◆ **What you will do**
Format the records from the line with "Exercise. Annotate the wooden oar" up to and including the line with "x=73, y=478" as a numbered list, leaving out any blank lines.

◆ **Given data**
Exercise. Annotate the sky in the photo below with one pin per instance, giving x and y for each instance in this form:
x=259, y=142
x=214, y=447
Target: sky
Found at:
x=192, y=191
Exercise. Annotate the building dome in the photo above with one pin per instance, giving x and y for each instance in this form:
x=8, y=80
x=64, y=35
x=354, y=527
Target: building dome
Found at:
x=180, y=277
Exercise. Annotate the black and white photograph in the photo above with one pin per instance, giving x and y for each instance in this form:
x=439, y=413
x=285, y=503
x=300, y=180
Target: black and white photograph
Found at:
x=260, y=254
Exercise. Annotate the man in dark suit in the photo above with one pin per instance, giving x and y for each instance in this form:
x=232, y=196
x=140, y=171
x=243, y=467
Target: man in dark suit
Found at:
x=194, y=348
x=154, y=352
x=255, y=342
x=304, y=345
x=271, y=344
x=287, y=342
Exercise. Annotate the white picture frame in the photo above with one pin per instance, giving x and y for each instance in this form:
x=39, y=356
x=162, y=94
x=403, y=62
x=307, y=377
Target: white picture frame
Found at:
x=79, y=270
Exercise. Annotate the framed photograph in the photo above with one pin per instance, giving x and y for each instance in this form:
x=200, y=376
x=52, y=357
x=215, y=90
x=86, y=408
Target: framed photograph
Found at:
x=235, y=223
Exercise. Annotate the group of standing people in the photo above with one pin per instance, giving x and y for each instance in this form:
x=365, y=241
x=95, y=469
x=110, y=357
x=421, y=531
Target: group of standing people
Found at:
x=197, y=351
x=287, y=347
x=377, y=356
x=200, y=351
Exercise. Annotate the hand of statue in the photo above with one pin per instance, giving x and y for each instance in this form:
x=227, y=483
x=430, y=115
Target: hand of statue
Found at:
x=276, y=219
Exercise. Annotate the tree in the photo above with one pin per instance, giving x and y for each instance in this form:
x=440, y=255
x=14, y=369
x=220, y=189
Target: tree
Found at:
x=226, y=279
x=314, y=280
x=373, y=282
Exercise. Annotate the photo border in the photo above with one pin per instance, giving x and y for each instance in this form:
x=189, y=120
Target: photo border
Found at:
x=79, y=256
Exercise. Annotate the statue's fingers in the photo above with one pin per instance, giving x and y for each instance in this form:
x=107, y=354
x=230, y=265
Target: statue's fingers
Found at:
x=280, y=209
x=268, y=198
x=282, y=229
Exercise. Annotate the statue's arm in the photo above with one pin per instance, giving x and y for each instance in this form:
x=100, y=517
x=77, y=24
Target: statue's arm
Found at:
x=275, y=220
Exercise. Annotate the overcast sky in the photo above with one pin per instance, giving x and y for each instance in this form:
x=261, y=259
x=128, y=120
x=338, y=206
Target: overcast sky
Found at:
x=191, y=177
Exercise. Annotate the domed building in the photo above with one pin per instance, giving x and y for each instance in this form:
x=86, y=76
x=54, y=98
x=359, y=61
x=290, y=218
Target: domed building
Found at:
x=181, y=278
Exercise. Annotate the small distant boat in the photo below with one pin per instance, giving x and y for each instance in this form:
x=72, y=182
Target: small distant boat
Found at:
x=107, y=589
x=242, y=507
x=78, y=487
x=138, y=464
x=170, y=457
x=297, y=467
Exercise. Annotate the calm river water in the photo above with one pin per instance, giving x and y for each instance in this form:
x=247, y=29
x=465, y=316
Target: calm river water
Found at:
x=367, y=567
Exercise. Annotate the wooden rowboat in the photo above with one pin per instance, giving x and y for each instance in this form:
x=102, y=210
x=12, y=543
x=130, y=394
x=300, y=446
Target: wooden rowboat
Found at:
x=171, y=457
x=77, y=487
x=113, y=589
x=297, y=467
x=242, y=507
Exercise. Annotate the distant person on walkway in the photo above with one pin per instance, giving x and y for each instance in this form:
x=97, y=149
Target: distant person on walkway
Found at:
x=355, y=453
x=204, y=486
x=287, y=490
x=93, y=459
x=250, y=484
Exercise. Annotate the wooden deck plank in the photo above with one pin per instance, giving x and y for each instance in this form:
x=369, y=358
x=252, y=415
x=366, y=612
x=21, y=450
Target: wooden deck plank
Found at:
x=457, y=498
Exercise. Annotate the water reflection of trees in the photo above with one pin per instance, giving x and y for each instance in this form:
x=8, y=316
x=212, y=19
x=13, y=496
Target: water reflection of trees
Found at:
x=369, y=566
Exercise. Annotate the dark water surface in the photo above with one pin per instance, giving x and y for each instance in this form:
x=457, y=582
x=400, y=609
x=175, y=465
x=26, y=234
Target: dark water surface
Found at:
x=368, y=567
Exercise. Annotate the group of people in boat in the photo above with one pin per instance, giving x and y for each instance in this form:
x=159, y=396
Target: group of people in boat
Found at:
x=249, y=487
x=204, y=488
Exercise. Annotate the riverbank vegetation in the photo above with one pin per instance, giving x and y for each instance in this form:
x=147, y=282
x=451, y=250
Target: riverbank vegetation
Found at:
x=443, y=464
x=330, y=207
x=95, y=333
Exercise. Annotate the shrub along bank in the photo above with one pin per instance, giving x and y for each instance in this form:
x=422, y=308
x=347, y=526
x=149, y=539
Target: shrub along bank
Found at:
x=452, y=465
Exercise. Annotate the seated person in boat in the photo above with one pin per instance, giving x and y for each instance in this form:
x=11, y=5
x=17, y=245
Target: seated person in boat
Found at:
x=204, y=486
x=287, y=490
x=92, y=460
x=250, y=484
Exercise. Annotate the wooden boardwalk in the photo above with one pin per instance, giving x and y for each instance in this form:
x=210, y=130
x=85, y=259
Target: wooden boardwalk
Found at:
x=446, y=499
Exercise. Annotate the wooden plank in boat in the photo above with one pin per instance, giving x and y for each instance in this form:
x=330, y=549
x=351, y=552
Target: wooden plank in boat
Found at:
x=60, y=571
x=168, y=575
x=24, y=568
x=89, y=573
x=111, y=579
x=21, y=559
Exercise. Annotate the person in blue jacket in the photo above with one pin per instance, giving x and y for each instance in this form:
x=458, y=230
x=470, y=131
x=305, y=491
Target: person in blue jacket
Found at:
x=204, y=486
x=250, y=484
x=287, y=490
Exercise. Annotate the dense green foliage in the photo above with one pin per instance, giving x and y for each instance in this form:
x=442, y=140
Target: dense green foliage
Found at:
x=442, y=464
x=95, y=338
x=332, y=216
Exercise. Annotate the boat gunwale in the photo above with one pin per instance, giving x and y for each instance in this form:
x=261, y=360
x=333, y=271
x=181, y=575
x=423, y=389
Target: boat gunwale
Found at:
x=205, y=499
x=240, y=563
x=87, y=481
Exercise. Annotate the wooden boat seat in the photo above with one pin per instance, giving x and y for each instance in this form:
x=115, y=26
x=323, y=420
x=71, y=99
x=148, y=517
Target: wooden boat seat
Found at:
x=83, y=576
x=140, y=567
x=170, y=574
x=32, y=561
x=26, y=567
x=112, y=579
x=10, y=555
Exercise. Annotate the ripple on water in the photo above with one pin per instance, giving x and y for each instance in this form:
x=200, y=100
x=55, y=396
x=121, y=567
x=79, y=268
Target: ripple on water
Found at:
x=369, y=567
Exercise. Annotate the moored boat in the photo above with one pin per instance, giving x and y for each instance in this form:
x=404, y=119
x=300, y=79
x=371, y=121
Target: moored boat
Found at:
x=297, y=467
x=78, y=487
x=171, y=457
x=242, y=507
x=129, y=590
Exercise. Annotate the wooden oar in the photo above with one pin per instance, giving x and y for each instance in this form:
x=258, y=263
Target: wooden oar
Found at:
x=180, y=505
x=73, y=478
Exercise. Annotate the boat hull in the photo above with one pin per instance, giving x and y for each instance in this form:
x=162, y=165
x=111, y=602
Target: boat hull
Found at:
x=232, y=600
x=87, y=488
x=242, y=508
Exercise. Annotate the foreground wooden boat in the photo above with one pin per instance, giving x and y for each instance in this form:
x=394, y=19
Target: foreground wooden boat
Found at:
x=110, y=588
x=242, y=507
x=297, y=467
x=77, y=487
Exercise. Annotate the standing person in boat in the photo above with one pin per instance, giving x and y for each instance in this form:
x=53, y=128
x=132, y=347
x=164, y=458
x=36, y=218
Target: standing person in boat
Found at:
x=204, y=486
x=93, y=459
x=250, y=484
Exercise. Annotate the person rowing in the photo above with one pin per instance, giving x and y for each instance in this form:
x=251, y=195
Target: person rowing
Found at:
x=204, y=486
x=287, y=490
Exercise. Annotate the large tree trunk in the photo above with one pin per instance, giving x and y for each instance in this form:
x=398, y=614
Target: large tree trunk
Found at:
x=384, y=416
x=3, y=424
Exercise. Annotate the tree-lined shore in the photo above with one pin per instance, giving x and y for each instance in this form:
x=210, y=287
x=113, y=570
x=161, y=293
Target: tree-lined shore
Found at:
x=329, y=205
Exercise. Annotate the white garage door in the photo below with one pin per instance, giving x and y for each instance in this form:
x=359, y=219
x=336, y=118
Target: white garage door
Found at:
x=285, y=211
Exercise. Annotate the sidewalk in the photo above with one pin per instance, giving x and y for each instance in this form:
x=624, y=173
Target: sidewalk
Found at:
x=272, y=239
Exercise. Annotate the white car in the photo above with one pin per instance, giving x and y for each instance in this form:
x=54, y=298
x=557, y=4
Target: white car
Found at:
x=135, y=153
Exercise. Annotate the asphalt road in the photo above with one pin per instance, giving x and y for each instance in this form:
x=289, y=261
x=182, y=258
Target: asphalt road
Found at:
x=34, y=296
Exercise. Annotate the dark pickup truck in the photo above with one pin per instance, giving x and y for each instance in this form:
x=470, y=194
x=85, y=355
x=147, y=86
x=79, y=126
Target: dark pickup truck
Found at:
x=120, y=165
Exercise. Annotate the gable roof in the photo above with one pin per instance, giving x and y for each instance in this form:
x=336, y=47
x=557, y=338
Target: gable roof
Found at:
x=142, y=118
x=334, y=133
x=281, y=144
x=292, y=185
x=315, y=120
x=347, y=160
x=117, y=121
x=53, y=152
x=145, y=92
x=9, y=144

◆ **Expected answer**
1. Exercise. Annotate the wooden oar in the photo above with one pin per instance, giving x and y for each instance in this form:
2. x=258, y=263
3. Target: wooden oar
4. Found at:
5. x=180, y=505
6. x=73, y=478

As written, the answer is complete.